[WHAT YOU NEED TO DO]
After locating "Indicate the cardboard" in the listing below, copy that line and each one after it exactly, ending with the line that has "Indicate the building".

[MATERIAL PROVIDED]
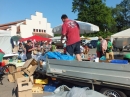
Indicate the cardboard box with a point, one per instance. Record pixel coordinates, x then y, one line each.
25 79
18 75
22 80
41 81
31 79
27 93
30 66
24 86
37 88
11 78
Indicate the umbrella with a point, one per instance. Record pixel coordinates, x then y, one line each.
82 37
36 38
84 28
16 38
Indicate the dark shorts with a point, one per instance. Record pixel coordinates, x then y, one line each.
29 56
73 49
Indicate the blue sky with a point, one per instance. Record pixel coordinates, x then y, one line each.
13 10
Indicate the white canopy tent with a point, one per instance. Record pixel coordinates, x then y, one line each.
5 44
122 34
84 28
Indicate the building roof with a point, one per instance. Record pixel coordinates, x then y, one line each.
* * *
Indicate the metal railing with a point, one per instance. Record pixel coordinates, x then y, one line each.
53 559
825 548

[RESULT FOR THIS TASK]
Indicate the cardboard box with a point, one per instance. Record pixel coordinates, x then y, one line each.
25 79
18 75
22 80
41 81
31 79
27 93
30 66
24 86
37 88
11 78
Indicate the umbrella with a point, one per instance. Record pixel coordinates, x then y, one line each.
82 37
36 38
84 28
16 38
Indicate the dark shorts with a point, one per instance. Record pixel coordinates, x then y, one line each.
29 56
73 49
Indicate the blue sky with a point, one per instance. Record pixel coordinates, x then y, one line each.
13 10
Indicate the white canopy tent with a point, one per instance. Record pixel coordinates, x then y, one line each.
5 44
122 34
84 28
Indicate the building roof with a point, one per instance. Record pixel coordinates, x then y, one line each.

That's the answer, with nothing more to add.